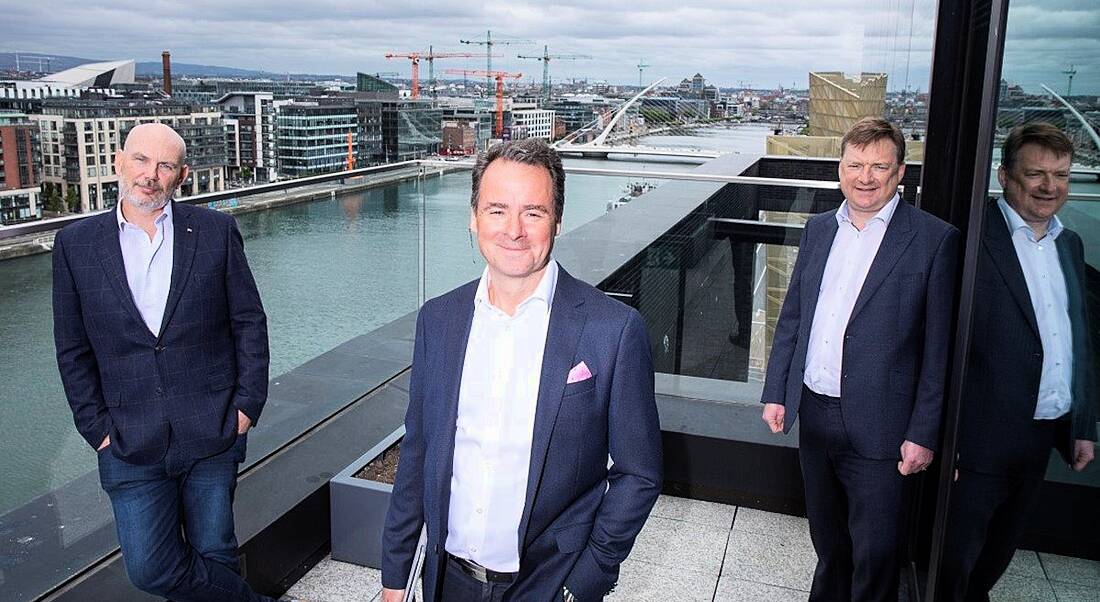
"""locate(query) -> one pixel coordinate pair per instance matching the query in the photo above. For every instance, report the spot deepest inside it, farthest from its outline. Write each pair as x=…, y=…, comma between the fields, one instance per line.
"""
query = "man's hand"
x=1084, y=452
x=914, y=458
x=773, y=416
x=243, y=423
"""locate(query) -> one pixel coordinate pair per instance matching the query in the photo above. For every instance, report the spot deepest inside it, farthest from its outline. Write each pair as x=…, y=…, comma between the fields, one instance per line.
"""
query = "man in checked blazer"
x=859, y=356
x=524, y=382
x=162, y=346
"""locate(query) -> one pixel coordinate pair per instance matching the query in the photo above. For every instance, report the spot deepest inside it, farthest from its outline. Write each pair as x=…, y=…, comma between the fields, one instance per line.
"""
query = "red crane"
x=431, y=56
x=498, y=129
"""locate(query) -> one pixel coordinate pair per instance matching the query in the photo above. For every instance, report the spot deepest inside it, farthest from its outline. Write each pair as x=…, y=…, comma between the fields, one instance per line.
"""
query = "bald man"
x=162, y=347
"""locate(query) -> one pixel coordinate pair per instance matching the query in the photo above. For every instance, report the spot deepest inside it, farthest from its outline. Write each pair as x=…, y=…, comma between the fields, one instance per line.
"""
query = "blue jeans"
x=175, y=524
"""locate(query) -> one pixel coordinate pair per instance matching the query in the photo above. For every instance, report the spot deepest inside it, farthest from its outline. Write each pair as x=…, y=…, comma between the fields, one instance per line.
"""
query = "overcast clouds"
x=766, y=43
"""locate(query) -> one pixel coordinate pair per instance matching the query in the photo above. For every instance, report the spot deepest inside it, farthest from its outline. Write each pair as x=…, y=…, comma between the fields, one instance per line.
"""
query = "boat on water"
x=631, y=190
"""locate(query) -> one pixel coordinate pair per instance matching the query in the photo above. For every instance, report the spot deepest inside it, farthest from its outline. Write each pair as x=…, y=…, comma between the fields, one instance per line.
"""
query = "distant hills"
x=54, y=64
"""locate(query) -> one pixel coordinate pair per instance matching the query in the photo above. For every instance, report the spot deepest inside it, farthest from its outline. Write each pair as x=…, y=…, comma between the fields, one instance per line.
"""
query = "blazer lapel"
x=815, y=270
x=898, y=237
x=450, y=374
x=998, y=242
x=563, y=335
x=110, y=256
x=185, y=234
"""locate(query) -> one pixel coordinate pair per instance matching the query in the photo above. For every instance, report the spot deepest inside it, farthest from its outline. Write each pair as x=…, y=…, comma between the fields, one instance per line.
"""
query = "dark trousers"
x=987, y=518
x=856, y=509
x=459, y=587
x=175, y=524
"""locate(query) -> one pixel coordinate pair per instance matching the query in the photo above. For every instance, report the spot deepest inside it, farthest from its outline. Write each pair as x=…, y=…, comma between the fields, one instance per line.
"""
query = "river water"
x=327, y=271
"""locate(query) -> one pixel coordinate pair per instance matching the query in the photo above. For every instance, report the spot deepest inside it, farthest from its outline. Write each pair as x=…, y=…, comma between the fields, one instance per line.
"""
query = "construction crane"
x=416, y=56
x=488, y=43
x=546, y=66
x=431, y=56
x=1069, y=73
x=498, y=76
x=641, y=67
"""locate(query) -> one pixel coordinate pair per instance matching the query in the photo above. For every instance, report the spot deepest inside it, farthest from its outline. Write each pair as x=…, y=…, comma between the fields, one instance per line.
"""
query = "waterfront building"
x=838, y=101
x=579, y=110
x=367, y=83
x=312, y=138
x=250, y=134
x=80, y=137
x=479, y=118
x=532, y=123
x=206, y=90
x=460, y=138
x=410, y=129
x=20, y=170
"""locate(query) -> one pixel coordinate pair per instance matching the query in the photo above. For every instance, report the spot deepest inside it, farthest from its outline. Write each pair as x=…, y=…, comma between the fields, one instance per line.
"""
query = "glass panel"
x=327, y=270
x=1027, y=420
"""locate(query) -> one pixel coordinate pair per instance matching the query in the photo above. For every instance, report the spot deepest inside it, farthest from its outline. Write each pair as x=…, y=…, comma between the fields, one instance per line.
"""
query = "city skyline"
x=733, y=44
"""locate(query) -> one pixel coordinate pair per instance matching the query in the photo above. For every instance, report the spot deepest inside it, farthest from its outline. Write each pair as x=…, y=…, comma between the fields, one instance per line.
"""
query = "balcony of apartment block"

:::::

:: Prompt ::
Retype the data above exactly; pictures are not part of the copy.

:: Answer to the problem ::
"""locate(query) -> one pixel coordinate pair per instance matching the query in the photo above. For every instance, report the spot deepest inside it, farthest from its outline. Write each pair as x=…, y=…, comma between the fields, one instance per line.
"""
query = "man's hand"
x=1084, y=452
x=914, y=458
x=773, y=416
x=243, y=423
"""locate(query) -> one pixel coordinate pair per instance matching the query in the photo above. For every instance, report the spot deepest inside it, farthest from its outline. Write each pair as x=…, y=…, comma between the fields, one instance per line.
"""
query = "man in checked blazer"
x=859, y=356
x=524, y=382
x=162, y=346
"""locate(query) -> one pixel coordinate pair per instance matching the query in the photo above. For every instance, report the spot deepest inside it, farthest from its outline. Write each pair as x=…, y=…, comma between the fields, one instance per line.
"""
query = "red crane"
x=431, y=56
x=498, y=129
"""locate(query) -> one pixel coordinate pair per instance matching the query in the photo above. For every instance, report the spot deepest inside it, farthest from its outline. Write each pair as x=…, y=…, comma between the fields, one instance per line.
"""
query = "bald man"
x=162, y=347
"""locate(query) -> one pixel coordinate pair per instance matching the query in the photo above. For every instance, report the spot deepest inside it, farthest from its outline. Write each pair as x=…, y=…, comma between the fields, one instance per line.
"""
query = "blue jeans"
x=175, y=524
"""locate(query) -> one pixel coordinate pair per instance matching the query in the photo above. For every instance, report the spot deepest inside it, farthest from its outline. Write each pair as x=…, y=…, comma between the fields, one instance per line.
"""
query = "overcast clouds"
x=766, y=43
"""locate(query) -> one pixel coordinate pair per instance matching the query in the photo above. For every instance, report the spot deepest inside it, farthest from its outline. Write each pair as x=…, y=…, comma between the fields, one instance per line.
"""
query = "boat on water"
x=631, y=190
"""locate(query) -> one pixel coordinate pair per instance matching the query in the photo above. For every instance, report the spot deepest inside it, farthest from its outline. Write each pair as x=…, y=…, comma between the fields, one instance per line.
"""
query = "distant hills"
x=54, y=64
"""locate(query) -> one pixel coordinate pair per instance matching the query in the photo above. For every instance, report the spot deepest inside it, farthest from its outline. Write each pair as x=…, y=…, comma between the fields, one instance per line.
"""
query = "blazer lapel"
x=815, y=270
x=898, y=237
x=450, y=374
x=998, y=242
x=563, y=335
x=110, y=256
x=185, y=234
"""locate(query) -> one pixel coordinate pair per instance matching the query in the photo above. For every instance, report the spot deepest inside it, farthest from its outline. Write each pair as x=…, y=…, comma between the fields, one instance per line.
"""
query = "dark trousers"
x=987, y=518
x=856, y=509
x=459, y=587
x=175, y=524
"""locate(query) -> one pixel coordinate pair per instance matching the query in the photo above. For every instance, report the spot deepest inside it, farthest from its outline. Write each pair as x=…, y=…, comma between the fields, one instance per line.
"""
query = "river water"
x=327, y=271
"""locate(query) -> one pixel coordinate pair per instance matching the query in the photo above. For every instance, report the spot deepest inside it, farthest from its outline. Write each pair as x=…, y=…, comma between the fields, one instance per line.
"""
query = "construction crane"
x=416, y=56
x=488, y=43
x=546, y=66
x=431, y=56
x=1069, y=73
x=498, y=76
x=641, y=67
"""locate(query) -> one pixel coordinate pair per instance matching the query in the photo above. For every instance, report the spot deepest inside it, farthest from its outline. Write each pair as x=…, y=…, comma between the fields, one instance per line.
"""
query = "waterfront building"
x=838, y=101
x=579, y=110
x=367, y=83
x=312, y=138
x=250, y=134
x=80, y=137
x=479, y=118
x=532, y=123
x=206, y=90
x=460, y=138
x=410, y=129
x=20, y=170
"""locate(query) -> one pixel coordinate pair per instance matching the query in the photo above. For every instance, report the spot deepest inside it, farthest from its outline. Write each pair as x=…, y=…, comma between the fields, one instance per line.
"""
query = "glass panel"
x=327, y=270
x=1027, y=420
"""locate(query) -> one pixel coordinate pair per instance matching the query in the photo above. For every instance, report the spot deepest inside it, farthest from its outline. Write each pair as x=…, y=…, comma between the fields, one instance per line.
"""
query = "city skyline"
x=733, y=44
"""locate(query) -> one pixel coordinate pair per instance matching the query in the photo above. For every instance, report the spot deepest inside it, farthest from its outline. Write each pair as x=…, y=…, comma between the fields, one instance per line.
"""
query = "balcony of apartment block"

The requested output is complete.